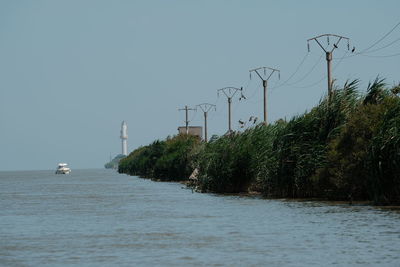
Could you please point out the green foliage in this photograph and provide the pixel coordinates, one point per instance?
(345, 148)
(165, 160)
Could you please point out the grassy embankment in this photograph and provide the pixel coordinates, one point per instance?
(347, 149)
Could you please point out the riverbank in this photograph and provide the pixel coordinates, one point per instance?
(345, 149)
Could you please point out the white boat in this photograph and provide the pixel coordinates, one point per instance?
(63, 168)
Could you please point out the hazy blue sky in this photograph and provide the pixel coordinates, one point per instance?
(71, 71)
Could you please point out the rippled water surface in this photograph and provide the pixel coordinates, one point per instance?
━━━━━━
### Required work
Give back the material above exactly as written, but omit the images.

### Worked solution
Could you please point out the green foliage in this photograph and provide the pixel coordinates, one point per instance?
(345, 148)
(165, 160)
Could you please point out the grassy embankment in this photograph and provide the pixel coordinates, one point per instance?
(347, 149)
Could you please point out the riverbank in this photograph and provide the pixel coordinates, one point per instance?
(345, 149)
Could you please point out the white boat in this photograph and provide the pixel coordinates, one point per instance?
(63, 168)
Could you please point out the hazy blue sky in this photograph and provide the pixel coordinates, one point per instance?
(71, 71)
Could you please point out the rippled water surface in this photograph and provide the pixel coordinates, one point per instance?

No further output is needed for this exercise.